◆ DATA PROVIDED
- Opening Delimiter -

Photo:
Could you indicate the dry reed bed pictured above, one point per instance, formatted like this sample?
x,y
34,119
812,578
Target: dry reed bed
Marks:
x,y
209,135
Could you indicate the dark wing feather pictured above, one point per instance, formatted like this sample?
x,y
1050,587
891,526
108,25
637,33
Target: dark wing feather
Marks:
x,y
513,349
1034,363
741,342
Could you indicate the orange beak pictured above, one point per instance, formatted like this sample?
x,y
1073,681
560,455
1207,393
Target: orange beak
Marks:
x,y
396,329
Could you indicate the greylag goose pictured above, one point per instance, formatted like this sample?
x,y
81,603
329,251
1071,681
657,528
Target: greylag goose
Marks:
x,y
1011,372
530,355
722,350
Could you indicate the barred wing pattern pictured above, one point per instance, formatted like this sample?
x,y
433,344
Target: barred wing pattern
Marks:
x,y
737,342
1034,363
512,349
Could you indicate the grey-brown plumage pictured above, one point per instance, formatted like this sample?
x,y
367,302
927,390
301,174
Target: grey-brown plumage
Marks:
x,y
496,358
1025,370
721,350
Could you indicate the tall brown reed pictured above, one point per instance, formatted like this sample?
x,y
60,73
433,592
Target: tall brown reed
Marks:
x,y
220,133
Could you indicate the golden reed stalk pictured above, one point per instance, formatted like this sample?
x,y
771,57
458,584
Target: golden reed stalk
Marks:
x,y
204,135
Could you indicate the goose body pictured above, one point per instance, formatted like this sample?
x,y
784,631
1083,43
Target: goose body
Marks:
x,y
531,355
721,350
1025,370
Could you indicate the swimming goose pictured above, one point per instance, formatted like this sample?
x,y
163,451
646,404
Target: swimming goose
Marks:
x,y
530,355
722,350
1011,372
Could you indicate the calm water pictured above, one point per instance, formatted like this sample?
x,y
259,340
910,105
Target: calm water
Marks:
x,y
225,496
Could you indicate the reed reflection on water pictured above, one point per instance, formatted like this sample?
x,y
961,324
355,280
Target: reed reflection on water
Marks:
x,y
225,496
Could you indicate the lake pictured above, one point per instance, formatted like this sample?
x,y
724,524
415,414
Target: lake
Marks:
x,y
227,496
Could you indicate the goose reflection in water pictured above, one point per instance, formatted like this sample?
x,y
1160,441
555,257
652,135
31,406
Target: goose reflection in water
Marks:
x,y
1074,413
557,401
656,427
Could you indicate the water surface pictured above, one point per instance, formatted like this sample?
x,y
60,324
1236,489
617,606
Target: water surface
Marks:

- Closing Delimiter -

◆ PROMPT
A single number, please: how many lines in the data above contain the string "swimming"?

◆ REPLY
2